EXERCISE GOAL
Repeat, exactly and completely, the entries shown underneath.

DATA LISTING
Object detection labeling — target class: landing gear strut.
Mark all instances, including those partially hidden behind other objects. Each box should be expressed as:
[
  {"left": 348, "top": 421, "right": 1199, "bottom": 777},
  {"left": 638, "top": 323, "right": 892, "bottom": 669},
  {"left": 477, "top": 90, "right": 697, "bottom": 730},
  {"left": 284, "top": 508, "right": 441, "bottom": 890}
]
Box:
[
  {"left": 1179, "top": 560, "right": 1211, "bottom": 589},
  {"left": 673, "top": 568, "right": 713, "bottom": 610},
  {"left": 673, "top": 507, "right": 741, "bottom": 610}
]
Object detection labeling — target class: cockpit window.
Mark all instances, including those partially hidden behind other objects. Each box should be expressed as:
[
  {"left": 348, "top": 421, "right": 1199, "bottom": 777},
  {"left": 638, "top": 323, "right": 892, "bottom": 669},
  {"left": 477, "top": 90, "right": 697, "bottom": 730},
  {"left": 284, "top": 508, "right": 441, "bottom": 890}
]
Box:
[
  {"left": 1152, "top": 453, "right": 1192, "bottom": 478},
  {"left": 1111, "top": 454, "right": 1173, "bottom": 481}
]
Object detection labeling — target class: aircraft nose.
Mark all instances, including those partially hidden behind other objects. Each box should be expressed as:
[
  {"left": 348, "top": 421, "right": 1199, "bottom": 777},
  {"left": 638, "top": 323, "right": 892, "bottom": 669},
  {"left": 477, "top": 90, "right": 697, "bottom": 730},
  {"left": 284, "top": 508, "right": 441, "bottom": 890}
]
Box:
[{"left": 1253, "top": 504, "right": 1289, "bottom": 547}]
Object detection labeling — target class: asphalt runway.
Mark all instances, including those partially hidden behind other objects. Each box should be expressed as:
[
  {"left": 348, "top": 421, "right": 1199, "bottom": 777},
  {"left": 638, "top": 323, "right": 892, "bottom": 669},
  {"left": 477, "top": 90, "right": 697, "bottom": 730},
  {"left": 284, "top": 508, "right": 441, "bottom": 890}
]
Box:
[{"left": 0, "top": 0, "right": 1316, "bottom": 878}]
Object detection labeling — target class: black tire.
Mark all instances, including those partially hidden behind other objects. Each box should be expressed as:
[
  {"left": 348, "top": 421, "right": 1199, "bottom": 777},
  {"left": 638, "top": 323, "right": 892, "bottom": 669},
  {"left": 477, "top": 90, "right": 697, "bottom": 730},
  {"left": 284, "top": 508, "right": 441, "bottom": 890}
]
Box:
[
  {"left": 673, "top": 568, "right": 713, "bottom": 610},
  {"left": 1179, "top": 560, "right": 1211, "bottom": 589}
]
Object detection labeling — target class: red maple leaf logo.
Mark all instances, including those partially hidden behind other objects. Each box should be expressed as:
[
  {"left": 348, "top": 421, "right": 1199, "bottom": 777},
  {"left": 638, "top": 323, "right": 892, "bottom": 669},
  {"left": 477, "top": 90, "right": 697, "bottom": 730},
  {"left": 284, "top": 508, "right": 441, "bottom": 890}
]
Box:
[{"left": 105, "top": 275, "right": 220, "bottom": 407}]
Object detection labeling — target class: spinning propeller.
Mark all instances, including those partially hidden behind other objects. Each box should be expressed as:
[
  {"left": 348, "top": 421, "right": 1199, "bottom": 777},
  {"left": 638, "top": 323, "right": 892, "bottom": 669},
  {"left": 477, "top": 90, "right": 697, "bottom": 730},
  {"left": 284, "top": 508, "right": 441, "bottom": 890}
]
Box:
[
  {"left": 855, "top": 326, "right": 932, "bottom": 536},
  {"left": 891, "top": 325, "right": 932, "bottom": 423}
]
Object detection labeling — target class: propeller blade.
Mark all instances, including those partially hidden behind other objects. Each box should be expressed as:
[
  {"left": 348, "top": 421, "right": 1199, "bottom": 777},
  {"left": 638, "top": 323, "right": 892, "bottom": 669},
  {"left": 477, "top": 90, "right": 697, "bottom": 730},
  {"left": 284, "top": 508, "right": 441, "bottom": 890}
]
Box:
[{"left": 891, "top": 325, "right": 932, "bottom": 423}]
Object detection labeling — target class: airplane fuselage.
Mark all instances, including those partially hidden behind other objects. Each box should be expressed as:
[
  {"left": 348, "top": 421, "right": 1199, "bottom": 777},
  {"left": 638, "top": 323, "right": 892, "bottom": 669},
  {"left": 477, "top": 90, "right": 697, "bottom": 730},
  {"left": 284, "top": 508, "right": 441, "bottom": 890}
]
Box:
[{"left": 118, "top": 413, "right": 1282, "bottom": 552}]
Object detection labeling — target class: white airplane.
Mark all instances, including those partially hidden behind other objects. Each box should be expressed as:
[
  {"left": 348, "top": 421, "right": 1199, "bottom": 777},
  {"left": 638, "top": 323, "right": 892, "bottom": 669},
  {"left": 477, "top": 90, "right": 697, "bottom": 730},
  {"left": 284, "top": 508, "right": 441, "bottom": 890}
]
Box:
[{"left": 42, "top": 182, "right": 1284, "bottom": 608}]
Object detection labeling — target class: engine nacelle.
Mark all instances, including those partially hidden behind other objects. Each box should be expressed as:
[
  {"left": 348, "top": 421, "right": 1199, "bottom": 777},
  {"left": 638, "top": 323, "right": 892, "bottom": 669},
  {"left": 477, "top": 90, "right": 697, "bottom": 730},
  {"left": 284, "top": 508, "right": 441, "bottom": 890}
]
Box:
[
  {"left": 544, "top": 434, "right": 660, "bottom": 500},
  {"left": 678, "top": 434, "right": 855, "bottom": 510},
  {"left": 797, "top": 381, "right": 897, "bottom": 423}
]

PROBLEM SOLUTION
Object detection labeling — target class: landing gear strut.
Mark all instances, including those partially hidden behind other objects. Each box should be expressed as:
[
  {"left": 348, "top": 421, "right": 1199, "bottom": 777},
  {"left": 638, "top": 323, "right": 892, "bottom": 669},
  {"left": 477, "top": 90, "right": 697, "bottom": 730},
  {"left": 284, "top": 508, "right": 441, "bottom": 890}
]
Box:
[
  {"left": 1179, "top": 560, "right": 1211, "bottom": 589},
  {"left": 673, "top": 568, "right": 713, "bottom": 610},
  {"left": 673, "top": 507, "right": 741, "bottom": 610}
]
Object detection labeling — target class: cockpit window.
Mark all instances, including those partially hidden behind other objects. Each box should be expressed as:
[
  {"left": 348, "top": 421, "right": 1199, "bottom": 777},
  {"left": 638, "top": 323, "right": 892, "bottom": 669},
  {"left": 477, "top": 90, "right": 697, "bottom": 730},
  {"left": 284, "top": 508, "right": 441, "bottom": 890}
]
Box:
[
  {"left": 1152, "top": 453, "right": 1192, "bottom": 478},
  {"left": 1111, "top": 454, "right": 1173, "bottom": 481}
]
Object detection labeling — target class: aircraft nose.
Mark all instances, including those partially hidden behind other objects. Each box should be expressed as:
[
  {"left": 348, "top": 421, "right": 1199, "bottom": 777},
  {"left": 638, "top": 323, "right": 892, "bottom": 669},
  {"left": 477, "top": 90, "right": 697, "bottom": 730},
  {"left": 284, "top": 508, "right": 441, "bottom": 890}
]
Box:
[{"left": 1253, "top": 504, "right": 1289, "bottom": 547}]
Object detection labeling — target class: asphalt runway.
Mark all instances, including those partially hidden behind other objects. Each box should be expressed as:
[
  {"left": 348, "top": 421, "right": 1199, "bottom": 777},
  {"left": 638, "top": 323, "right": 892, "bottom": 669},
  {"left": 477, "top": 90, "right": 697, "bottom": 730},
  {"left": 284, "top": 508, "right": 441, "bottom": 890}
]
Box:
[{"left": 0, "top": 0, "right": 1316, "bottom": 878}]
Object detection labeling — target class: black tire.
Mark all instances, including those partially hidden behind other objects. Each box should be expressed as:
[
  {"left": 348, "top": 421, "right": 1199, "bottom": 777},
  {"left": 638, "top": 323, "right": 892, "bottom": 669},
  {"left": 477, "top": 90, "right": 697, "bottom": 730},
  {"left": 284, "top": 508, "right": 441, "bottom": 890}
]
Box:
[
  {"left": 673, "top": 568, "right": 713, "bottom": 610},
  {"left": 1179, "top": 560, "right": 1211, "bottom": 589}
]
Object detection labeling — target class: red maple leaf logo.
Mark all instances, including those partially hidden behind other objects. Each box should be expressed as:
[
  {"left": 348, "top": 421, "right": 1199, "bottom": 777},
  {"left": 638, "top": 323, "right": 892, "bottom": 669},
  {"left": 477, "top": 90, "right": 697, "bottom": 730},
  {"left": 284, "top": 508, "right": 441, "bottom": 890}
]
Box:
[{"left": 105, "top": 275, "right": 220, "bottom": 407}]
Object detection labeling — target class: spinning propeller.
Mark all instances, including those partially hidden behind other objects. Each box should be expressed as:
[
  {"left": 348, "top": 421, "right": 1199, "bottom": 777},
  {"left": 638, "top": 323, "right": 892, "bottom": 669},
  {"left": 477, "top": 90, "right": 697, "bottom": 730},
  {"left": 284, "top": 508, "right": 441, "bottom": 890}
]
Box:
[
  {"left": 855, "top": 326, "right": 932, "bottom": 536},
  {"left": 891, "top": 325, "right": 932, "bottom": 423}
]
Object detection labeling — target class: propeller blade.
Mark all instances, including those partially hidden behind other objects. Each box should be expressed as:
[
  {"left": 348, "top": 421, "right": 1199, "bottom": 777},
  {"left": 638, "top": 323, "right": 892, "bottom": 669},
  {"left": 477, "top": 90, "right": 697, "bottom": 730},
  {"left": 284, "top": 508, "right": 441, "bottom": 890}
]
Box:
[{"left": 891, "top": 325, "right": 932, "bottom": 423}]
Object detection labeling — target class: airplane fuselage.
Mark all instances, including those partially hidden behind other objects. Each box should be expressed as:
[
  {"left": 348, "top": 421, "right": 1199, "bottom": 777},
  {"left": 638, "top": 323, "right": 892, "bottom": 669},
  {"left": 477, "top": 90, "right": 697, "bottom": 730},
  {"left": 284, "top": 508, "right": 441, "bottom": 890}
]
Box:
[{"left": 118, "top": 413, "right": 1282, "bottom": 552}]
Object detection labeling — target class: white airplane.
Mark all instances, including those partially hidden behind other objects. Each box should be expressed as:
[
  {"left": 348, "top": 421, "right": 1199, "bottom": 777},
  {"left": 638, "top": 323, "right": 892, "bottom": 669},
  {"left": 477, "top": 90, "right": 697, "bottom": 730},
  {"left": 284, "top": 508, "right": 441, "bottom": 890}
]
Box:
[{"left": 42, "top": 182, "right": 1284, "bottom": 608}]
Object detection labeling — target class: engine nacelle.
Mark all instances, including those partially hidden behind other objects. Each box should be expressed as:
[
  {"left": 348, "top": 421, "right": 1199, "bottom": 777},
  {"left": 638, "top": 323, "right": 892, "bottom": 669},
  {"left": 477, "top": 90, "right": 697, "bottom": 730},
  {"left": 284, "top": 508, "right": 441, "bottom": 890}
]
Box:
[
  {"left": 544, "top": 434, "right": 660, "bottom": 500},
  {"left": 678, "top": 434, "right": 855, "bottom": 510},
  {"left": 797, "top": 381, "right": 897, "bottom": 423}
]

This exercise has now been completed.